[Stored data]
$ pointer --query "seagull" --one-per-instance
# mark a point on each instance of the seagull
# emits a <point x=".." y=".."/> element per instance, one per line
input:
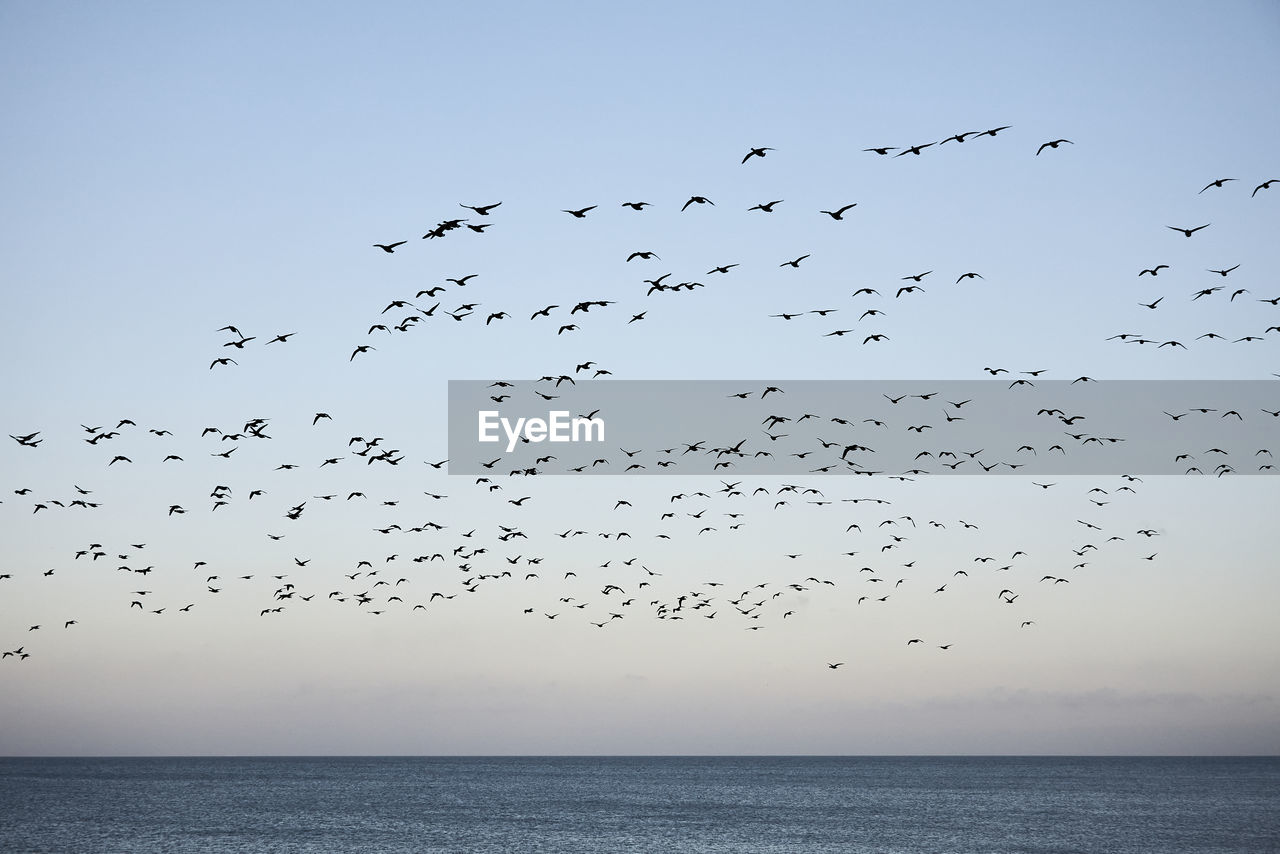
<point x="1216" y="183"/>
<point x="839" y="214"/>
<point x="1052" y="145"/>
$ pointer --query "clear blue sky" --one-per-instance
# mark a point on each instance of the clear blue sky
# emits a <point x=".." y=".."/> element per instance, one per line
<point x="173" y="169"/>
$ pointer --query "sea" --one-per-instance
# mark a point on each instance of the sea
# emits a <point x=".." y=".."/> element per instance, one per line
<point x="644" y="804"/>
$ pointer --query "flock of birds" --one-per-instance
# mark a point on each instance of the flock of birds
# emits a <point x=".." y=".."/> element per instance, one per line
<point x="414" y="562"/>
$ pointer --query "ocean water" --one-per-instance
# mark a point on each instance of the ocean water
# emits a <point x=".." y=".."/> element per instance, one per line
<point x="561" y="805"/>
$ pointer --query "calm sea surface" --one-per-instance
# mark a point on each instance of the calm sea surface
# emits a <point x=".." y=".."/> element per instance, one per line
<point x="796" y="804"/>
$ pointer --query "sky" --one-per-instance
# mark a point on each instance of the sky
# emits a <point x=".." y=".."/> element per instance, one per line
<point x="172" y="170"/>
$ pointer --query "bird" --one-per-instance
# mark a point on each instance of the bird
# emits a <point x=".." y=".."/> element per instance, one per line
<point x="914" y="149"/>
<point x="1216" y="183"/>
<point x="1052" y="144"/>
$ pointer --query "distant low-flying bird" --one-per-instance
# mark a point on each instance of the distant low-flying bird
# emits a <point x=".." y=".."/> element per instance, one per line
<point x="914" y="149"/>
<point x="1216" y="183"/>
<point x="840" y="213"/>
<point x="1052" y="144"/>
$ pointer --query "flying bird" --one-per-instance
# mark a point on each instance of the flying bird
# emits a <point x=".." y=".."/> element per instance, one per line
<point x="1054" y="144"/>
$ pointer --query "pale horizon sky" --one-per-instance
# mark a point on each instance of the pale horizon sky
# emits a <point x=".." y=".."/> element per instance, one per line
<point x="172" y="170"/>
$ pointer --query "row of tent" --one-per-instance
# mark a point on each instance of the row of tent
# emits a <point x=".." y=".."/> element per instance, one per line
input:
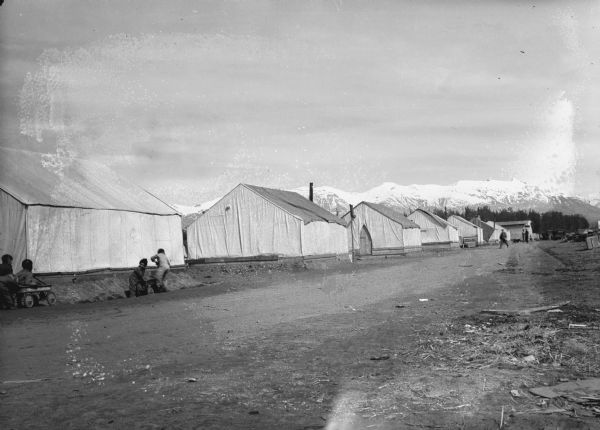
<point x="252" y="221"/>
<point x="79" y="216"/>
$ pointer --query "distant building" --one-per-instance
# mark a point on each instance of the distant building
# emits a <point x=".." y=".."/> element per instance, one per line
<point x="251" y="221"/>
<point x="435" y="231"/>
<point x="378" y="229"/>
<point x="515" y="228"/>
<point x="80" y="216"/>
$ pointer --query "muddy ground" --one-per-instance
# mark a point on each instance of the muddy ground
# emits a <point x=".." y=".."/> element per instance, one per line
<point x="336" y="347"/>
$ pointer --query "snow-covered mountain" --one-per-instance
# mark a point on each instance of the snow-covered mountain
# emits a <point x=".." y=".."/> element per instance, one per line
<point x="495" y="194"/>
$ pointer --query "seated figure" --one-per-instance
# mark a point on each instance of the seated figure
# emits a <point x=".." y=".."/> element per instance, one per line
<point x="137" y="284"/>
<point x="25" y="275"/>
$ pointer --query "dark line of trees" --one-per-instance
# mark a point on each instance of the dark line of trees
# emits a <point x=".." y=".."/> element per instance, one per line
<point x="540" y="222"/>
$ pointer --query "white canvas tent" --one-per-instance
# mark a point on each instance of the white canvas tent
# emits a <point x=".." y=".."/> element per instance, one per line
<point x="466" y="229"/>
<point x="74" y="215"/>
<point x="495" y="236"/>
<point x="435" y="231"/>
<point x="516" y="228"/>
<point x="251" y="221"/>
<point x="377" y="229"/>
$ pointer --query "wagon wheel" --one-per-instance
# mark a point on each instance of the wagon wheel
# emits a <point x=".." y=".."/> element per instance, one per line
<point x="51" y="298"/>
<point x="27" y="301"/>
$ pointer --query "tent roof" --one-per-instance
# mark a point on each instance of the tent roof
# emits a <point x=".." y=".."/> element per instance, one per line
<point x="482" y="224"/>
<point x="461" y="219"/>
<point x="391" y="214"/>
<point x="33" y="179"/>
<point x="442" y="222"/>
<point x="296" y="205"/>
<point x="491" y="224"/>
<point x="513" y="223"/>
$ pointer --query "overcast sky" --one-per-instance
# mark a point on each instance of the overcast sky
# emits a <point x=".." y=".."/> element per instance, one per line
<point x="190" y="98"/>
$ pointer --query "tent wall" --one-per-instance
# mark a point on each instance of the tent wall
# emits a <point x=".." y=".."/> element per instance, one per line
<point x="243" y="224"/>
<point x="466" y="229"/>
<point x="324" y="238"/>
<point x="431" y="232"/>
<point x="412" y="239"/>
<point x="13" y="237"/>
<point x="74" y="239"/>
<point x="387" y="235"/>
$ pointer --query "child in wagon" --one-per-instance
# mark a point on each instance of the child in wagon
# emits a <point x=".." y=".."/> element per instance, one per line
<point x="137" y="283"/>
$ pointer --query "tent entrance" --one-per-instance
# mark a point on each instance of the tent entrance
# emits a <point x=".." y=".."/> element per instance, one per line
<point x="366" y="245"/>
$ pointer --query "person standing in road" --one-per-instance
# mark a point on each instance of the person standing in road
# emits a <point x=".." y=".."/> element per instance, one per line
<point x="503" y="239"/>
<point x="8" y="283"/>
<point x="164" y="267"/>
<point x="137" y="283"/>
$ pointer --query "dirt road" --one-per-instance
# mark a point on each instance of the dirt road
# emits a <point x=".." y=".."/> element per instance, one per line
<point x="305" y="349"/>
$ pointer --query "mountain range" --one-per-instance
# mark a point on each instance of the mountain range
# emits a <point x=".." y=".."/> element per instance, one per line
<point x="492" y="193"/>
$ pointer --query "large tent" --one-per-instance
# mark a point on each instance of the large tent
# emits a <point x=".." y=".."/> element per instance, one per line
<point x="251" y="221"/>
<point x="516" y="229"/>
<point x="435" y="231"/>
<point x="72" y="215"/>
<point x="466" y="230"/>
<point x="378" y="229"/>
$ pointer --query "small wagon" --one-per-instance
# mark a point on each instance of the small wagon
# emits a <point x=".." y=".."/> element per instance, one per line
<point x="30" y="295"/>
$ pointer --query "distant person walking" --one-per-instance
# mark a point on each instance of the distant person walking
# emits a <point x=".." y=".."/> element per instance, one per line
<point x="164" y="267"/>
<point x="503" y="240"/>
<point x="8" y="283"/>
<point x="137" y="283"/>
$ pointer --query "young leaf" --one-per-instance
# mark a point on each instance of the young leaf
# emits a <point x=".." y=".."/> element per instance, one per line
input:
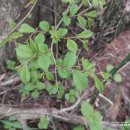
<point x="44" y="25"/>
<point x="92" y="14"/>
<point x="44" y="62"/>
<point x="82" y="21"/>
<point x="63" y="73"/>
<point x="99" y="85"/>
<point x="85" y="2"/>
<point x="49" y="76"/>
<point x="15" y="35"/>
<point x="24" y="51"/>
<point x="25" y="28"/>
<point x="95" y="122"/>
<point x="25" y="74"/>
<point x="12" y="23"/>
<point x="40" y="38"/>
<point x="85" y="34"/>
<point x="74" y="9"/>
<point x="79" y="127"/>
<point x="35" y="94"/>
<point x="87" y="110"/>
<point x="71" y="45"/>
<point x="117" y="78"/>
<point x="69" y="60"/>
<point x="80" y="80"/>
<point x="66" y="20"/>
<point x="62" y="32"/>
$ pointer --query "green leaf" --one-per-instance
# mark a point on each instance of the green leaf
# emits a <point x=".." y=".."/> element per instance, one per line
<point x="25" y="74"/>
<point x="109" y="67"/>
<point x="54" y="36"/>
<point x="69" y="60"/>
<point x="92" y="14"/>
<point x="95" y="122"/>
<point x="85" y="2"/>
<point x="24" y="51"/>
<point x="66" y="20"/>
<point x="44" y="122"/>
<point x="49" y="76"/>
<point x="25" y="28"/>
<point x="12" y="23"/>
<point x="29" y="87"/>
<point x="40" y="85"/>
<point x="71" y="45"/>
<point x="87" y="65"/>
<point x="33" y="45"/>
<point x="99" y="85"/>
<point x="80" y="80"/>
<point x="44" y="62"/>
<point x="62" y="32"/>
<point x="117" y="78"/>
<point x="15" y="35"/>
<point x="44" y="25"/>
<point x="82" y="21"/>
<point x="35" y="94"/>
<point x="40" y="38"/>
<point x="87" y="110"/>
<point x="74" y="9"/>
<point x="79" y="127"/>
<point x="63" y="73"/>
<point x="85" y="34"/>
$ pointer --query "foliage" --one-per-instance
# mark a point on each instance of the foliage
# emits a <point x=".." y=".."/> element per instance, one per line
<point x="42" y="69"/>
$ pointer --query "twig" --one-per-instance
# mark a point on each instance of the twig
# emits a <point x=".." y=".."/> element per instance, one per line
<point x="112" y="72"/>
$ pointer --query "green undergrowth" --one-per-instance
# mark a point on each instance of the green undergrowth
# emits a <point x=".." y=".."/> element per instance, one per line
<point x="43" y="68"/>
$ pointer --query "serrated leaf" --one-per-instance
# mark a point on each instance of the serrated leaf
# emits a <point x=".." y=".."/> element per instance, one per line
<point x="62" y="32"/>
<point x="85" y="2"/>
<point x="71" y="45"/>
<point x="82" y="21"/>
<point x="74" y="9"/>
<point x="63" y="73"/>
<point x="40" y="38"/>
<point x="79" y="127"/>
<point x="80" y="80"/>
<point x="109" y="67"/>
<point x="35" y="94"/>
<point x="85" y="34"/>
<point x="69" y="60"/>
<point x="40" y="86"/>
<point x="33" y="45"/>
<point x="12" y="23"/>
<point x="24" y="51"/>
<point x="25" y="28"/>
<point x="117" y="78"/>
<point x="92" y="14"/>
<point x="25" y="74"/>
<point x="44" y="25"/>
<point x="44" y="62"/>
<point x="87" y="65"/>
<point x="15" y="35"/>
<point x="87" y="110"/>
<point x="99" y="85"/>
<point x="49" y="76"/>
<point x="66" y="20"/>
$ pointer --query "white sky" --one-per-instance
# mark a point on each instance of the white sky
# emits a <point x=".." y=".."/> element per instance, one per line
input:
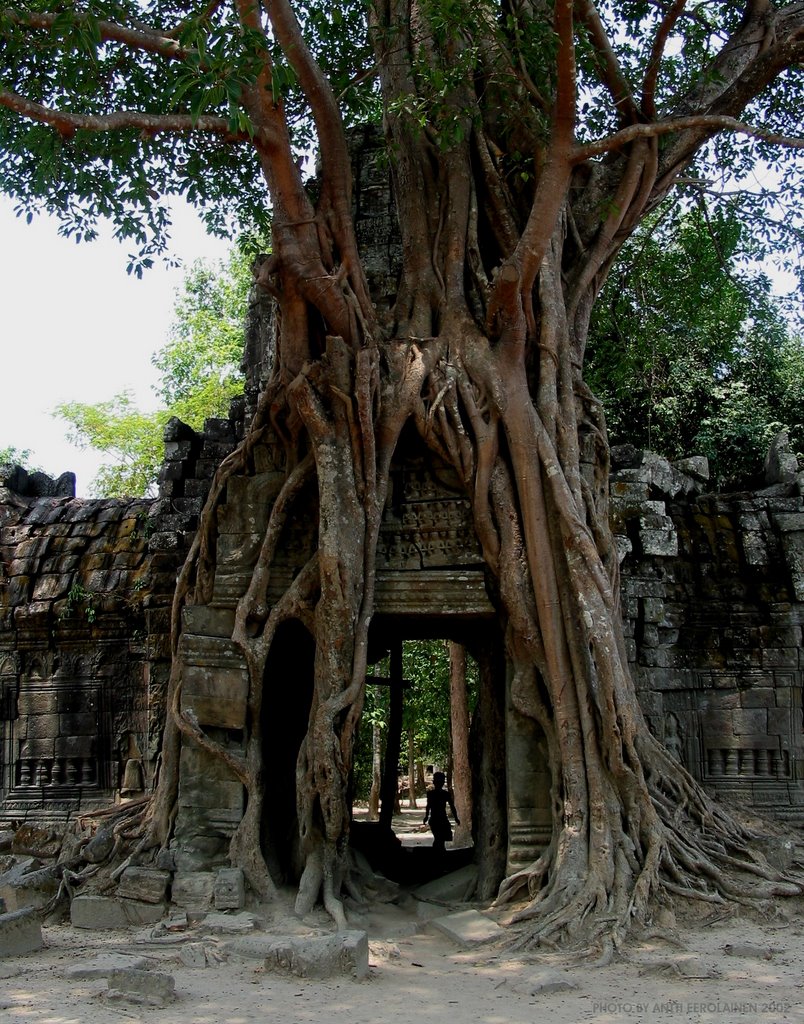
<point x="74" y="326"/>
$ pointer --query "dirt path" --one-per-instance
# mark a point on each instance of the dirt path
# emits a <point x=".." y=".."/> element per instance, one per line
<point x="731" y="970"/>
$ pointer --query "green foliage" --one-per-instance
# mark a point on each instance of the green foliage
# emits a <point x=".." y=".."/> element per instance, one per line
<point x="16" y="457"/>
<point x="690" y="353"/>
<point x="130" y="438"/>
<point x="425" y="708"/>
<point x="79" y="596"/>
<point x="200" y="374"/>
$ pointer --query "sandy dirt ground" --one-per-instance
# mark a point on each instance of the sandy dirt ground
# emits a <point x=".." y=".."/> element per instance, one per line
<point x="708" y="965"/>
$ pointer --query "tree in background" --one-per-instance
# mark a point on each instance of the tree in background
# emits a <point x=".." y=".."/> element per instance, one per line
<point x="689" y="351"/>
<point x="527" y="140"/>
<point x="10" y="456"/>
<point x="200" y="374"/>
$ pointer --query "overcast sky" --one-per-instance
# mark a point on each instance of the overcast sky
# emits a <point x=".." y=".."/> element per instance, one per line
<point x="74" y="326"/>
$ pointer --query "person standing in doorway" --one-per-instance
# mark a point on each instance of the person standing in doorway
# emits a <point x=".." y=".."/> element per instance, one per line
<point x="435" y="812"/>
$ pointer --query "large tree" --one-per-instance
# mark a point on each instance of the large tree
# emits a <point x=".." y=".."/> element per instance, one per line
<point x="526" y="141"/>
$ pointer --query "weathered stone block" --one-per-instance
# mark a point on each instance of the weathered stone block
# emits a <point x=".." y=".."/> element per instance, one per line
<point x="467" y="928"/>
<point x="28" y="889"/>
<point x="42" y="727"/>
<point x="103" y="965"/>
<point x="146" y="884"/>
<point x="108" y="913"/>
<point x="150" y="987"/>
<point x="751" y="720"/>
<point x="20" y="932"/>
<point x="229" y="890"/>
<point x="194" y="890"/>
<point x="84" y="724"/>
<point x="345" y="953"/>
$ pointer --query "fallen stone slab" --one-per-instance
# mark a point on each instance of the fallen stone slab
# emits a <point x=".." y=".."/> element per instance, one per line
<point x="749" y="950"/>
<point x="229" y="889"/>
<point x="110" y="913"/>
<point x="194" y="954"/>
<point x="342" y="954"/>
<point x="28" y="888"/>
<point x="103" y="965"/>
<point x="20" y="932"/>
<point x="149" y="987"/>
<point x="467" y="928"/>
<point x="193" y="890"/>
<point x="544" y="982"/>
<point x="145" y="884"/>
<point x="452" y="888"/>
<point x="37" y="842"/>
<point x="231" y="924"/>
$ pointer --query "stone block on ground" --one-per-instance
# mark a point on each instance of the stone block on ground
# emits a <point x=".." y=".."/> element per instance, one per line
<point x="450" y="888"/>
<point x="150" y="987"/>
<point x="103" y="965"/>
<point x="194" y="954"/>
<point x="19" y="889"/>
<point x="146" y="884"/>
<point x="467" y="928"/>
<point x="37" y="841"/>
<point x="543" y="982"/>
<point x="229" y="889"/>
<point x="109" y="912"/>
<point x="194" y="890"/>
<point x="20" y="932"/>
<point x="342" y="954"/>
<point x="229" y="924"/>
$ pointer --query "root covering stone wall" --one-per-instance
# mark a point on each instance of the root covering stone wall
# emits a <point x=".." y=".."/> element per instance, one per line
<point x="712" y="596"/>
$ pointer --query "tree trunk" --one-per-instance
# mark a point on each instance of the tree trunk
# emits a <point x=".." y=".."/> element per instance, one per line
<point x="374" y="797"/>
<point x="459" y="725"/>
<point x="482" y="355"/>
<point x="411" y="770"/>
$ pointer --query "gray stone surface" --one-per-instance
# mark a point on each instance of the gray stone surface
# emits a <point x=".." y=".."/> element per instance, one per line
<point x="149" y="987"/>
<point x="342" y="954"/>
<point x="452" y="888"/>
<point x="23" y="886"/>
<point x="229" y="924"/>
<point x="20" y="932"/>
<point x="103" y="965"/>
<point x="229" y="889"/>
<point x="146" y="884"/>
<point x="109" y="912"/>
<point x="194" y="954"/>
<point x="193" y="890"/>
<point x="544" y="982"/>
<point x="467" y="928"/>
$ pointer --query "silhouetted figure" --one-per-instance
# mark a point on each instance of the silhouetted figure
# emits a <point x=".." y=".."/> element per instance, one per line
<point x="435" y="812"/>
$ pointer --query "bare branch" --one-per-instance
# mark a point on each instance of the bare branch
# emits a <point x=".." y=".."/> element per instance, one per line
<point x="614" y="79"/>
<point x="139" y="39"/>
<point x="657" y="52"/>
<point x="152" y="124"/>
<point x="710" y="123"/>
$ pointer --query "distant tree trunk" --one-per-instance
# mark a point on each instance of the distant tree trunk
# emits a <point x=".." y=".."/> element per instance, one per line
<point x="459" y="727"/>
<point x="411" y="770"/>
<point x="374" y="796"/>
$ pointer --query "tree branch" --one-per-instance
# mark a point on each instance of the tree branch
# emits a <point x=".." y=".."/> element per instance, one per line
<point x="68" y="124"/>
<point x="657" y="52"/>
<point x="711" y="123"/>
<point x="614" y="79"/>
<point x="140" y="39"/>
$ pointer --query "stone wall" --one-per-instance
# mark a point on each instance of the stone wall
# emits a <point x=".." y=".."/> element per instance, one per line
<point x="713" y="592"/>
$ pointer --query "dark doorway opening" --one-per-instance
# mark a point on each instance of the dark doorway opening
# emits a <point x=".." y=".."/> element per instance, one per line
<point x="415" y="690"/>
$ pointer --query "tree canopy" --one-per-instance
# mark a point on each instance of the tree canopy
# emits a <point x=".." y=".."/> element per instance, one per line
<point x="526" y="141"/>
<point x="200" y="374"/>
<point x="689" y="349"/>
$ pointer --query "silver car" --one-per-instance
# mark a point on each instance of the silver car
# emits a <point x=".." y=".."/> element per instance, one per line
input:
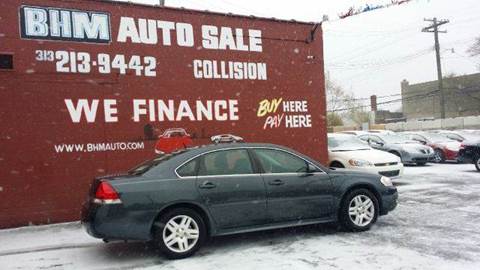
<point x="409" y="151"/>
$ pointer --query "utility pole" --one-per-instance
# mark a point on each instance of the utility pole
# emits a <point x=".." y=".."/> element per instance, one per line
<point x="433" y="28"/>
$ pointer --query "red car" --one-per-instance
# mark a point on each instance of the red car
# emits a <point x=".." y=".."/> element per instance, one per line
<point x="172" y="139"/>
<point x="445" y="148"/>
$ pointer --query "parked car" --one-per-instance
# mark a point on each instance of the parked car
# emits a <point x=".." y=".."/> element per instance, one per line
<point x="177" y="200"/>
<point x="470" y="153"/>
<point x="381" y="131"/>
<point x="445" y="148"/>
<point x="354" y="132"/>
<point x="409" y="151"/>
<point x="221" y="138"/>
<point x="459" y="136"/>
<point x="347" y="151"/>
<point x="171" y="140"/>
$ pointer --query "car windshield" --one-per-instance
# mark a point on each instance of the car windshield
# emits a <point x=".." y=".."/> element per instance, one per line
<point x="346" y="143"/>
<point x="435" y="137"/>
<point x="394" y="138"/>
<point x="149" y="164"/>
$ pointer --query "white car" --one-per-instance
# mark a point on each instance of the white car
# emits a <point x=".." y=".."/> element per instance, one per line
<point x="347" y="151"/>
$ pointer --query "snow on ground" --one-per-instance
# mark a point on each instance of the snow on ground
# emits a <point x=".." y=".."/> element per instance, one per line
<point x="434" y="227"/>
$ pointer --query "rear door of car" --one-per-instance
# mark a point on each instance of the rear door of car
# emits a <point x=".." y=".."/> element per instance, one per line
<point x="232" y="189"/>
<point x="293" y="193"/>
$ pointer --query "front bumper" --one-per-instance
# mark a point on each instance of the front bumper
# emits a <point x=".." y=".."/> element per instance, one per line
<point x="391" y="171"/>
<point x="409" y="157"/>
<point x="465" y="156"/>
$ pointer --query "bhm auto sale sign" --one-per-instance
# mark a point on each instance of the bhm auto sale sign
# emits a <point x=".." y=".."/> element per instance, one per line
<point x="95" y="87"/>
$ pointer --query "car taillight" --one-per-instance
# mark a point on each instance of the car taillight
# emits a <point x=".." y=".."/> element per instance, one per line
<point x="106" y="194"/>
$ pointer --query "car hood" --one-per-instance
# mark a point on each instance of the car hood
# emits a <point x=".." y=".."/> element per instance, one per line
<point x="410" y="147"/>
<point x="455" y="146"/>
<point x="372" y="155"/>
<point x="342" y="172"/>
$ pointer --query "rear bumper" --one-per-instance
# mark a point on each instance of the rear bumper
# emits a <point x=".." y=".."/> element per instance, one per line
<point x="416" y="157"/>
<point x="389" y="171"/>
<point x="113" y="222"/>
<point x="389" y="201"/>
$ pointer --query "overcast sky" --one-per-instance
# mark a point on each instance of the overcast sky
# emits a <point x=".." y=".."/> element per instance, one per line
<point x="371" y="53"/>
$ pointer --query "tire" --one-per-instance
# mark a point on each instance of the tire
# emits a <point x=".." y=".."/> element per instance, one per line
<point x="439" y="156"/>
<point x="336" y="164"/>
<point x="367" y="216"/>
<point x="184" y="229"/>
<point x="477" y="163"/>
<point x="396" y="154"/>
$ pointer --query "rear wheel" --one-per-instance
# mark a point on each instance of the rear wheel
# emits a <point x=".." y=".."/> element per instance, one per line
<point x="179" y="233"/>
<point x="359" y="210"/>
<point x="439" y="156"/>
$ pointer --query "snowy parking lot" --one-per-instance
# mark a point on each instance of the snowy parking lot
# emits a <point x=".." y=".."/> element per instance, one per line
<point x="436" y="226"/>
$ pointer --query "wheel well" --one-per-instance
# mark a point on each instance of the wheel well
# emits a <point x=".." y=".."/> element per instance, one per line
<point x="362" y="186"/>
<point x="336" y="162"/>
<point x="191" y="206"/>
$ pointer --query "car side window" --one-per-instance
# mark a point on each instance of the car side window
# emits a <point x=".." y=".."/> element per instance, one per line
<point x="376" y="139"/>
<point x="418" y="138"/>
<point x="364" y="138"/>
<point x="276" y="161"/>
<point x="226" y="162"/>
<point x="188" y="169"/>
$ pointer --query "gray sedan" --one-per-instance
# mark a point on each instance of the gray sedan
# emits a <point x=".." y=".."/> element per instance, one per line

> _What to work on_
Search the records for the string "sign" and, wherever a line contains it, please copy that line.

> _Answer area_
$ pointer --query "bhm auto sale sign" --one-per-instance
# mark a point on each instance of the bhm auto sale sign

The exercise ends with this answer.